**INPUT FOR THIS TASK**.
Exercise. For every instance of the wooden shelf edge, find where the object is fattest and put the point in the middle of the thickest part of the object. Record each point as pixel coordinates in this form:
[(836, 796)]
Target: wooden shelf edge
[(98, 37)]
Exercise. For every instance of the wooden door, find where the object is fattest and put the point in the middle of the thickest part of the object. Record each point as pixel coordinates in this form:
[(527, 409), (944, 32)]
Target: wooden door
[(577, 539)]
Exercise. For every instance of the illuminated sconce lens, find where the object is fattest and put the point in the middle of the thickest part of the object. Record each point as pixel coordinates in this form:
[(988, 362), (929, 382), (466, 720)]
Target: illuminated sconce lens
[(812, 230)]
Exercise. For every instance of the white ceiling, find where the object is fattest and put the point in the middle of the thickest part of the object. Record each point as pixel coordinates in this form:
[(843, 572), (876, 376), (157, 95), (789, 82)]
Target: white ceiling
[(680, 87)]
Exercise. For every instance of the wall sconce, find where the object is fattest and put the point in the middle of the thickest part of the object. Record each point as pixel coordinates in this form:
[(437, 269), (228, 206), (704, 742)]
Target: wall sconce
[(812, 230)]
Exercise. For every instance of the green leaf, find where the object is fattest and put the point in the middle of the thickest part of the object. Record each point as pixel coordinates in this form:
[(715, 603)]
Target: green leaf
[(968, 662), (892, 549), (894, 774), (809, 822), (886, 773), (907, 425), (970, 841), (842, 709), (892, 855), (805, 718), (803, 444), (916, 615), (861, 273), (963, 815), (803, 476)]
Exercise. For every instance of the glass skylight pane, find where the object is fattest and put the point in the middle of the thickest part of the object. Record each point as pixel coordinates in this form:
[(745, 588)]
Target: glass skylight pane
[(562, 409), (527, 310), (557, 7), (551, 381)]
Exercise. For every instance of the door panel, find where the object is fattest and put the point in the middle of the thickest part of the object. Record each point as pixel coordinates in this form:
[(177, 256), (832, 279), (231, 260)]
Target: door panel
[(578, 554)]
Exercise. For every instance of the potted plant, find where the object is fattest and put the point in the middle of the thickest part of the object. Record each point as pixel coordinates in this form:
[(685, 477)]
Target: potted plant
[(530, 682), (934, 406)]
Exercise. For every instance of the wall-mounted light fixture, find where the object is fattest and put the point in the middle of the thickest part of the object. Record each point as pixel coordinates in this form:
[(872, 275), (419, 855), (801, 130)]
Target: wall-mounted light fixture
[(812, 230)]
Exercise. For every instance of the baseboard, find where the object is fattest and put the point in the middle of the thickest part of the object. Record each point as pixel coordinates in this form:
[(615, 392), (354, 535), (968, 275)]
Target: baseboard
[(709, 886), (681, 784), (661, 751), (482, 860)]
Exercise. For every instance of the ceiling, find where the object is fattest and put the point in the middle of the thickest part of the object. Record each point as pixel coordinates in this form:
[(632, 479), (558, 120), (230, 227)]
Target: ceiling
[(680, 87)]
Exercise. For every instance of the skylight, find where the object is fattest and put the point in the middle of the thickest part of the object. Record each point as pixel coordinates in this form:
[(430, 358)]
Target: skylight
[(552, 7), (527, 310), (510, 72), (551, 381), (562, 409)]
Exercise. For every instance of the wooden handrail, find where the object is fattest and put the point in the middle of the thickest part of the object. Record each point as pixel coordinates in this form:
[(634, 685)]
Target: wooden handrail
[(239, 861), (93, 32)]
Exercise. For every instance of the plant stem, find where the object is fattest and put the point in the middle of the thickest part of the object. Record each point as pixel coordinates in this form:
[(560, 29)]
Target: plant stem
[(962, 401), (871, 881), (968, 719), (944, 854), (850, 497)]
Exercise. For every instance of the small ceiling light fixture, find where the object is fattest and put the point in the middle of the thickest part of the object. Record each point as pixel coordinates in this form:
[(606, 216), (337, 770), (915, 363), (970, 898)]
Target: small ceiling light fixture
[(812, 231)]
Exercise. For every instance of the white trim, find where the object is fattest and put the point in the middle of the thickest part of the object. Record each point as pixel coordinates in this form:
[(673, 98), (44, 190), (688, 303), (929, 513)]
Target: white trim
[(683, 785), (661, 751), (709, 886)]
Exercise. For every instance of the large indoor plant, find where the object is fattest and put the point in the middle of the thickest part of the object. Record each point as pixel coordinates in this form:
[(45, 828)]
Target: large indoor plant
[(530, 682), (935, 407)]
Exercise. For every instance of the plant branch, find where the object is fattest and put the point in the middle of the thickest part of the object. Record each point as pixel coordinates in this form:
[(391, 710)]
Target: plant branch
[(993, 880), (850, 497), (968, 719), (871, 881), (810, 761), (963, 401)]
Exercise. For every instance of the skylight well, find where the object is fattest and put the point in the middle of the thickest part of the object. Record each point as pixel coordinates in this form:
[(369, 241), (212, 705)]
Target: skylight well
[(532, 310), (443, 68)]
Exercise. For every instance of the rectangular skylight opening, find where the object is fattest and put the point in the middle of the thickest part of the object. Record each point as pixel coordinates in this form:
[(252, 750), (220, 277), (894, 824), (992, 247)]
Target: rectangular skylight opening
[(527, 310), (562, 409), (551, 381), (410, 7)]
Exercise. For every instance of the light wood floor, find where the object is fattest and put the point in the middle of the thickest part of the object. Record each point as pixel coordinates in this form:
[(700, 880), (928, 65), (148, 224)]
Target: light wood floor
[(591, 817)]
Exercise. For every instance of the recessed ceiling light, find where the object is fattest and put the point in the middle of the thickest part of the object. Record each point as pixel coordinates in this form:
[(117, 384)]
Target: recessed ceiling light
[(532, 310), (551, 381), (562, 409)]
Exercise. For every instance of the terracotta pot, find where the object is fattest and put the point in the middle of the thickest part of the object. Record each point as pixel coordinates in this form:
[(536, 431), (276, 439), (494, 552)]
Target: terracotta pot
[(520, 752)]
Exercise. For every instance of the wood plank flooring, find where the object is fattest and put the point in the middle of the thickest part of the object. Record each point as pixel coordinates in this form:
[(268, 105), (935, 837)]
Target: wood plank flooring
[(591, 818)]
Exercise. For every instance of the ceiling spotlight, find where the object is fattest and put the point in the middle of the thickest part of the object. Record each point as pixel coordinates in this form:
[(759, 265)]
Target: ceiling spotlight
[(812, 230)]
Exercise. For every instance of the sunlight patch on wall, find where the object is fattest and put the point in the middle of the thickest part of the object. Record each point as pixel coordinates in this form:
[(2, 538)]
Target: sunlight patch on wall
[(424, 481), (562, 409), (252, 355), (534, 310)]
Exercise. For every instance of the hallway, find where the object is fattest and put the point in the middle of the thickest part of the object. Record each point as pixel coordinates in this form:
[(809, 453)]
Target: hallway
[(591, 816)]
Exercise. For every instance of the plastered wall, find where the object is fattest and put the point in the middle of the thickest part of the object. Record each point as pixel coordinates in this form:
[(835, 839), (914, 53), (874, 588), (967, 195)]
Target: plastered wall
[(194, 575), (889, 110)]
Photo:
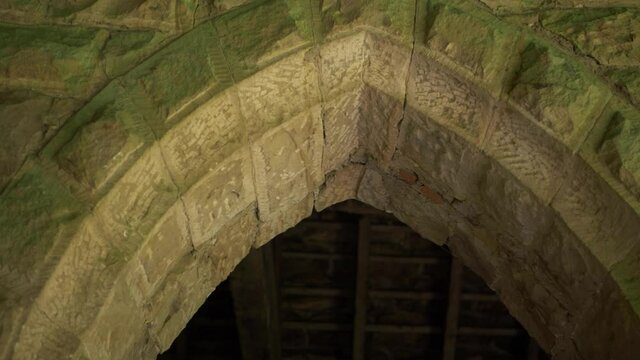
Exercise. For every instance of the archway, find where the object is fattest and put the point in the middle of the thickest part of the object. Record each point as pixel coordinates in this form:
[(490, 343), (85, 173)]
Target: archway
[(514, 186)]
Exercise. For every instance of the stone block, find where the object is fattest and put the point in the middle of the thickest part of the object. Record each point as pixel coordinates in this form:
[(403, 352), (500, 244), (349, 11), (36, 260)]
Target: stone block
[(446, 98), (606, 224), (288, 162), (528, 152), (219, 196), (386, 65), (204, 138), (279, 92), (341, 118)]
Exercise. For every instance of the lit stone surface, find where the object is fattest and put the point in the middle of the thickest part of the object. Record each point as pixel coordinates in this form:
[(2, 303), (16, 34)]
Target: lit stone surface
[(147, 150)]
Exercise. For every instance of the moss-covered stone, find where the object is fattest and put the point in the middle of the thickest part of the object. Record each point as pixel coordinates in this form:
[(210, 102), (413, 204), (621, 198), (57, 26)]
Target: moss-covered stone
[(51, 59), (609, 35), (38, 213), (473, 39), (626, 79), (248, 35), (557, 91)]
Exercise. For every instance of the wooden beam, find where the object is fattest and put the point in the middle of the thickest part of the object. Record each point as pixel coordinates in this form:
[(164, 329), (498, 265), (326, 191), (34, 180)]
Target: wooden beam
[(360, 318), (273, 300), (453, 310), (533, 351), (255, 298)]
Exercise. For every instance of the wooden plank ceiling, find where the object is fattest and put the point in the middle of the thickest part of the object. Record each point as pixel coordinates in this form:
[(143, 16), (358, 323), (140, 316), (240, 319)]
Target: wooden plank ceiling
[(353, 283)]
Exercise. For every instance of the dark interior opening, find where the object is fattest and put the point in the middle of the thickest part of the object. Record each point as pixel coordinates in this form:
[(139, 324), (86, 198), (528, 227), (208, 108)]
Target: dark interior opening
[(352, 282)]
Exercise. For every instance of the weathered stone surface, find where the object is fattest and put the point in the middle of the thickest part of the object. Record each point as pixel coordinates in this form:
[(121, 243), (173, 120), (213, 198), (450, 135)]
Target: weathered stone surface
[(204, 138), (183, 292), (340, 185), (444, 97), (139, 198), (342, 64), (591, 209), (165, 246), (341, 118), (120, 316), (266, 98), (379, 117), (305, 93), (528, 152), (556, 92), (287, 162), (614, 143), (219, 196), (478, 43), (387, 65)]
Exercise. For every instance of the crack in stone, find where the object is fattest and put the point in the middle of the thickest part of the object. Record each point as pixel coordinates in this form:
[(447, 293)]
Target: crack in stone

---

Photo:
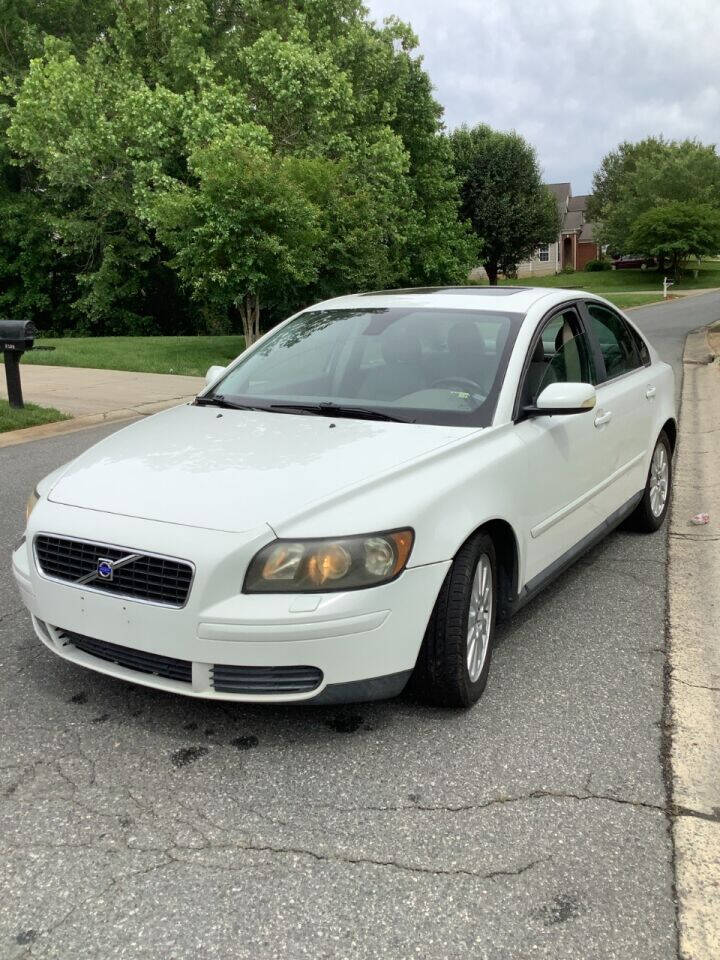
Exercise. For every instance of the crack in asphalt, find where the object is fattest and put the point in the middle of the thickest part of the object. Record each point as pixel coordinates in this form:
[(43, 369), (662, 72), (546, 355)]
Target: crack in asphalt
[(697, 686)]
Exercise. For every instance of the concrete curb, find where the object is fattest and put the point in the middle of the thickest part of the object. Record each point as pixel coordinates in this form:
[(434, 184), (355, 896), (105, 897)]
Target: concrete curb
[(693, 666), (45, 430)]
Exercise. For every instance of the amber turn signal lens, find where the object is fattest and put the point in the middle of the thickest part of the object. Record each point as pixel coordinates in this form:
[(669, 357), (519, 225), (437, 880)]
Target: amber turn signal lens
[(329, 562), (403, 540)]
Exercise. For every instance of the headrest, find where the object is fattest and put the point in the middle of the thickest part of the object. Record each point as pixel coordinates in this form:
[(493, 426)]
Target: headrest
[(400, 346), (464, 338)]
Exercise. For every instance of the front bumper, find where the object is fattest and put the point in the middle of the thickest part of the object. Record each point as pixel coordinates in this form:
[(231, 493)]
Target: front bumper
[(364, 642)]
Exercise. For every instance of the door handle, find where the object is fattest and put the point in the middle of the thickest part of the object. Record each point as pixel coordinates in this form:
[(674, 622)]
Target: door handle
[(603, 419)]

**WORK TO DO**. Rewrite the lines from the one containing "Exercise. For every instance of the dark" through the one containing "43), (387, 65)]", swapping "fattest" for "widest" and keeping everything else the same.

**RESULT**.
Exercise. For every instance of the dark interior opening, find where the object is widest and put the point in the middle of the thickest part of the object. Record each point as pixel coordinates in this form:
[(139, 324), (86, 198), (528, 227), (208, 108)]
Target: dark interior opening
[(352, 282)]
Exercise. For every instance of the weathered stone surface, find where the object is widest and put the point in the middle of the thickest part of the object. Record each point as pixel coordinates in this form:
[(121, 243), (173, 120), (213, 198), (450, 135)]
Target: weathered stone surface
[(204, 138), (183, 292), (340, 185), (444, 97), (139, 198), (342, 64), (591, 209), (165, 246), (341, 118), (120, 316), (266, 98), (379, 117), (305, 93), (528, 152), (556, 92), (287, 162), (614, 143), (219, 196), (478, 43), (387, 65)]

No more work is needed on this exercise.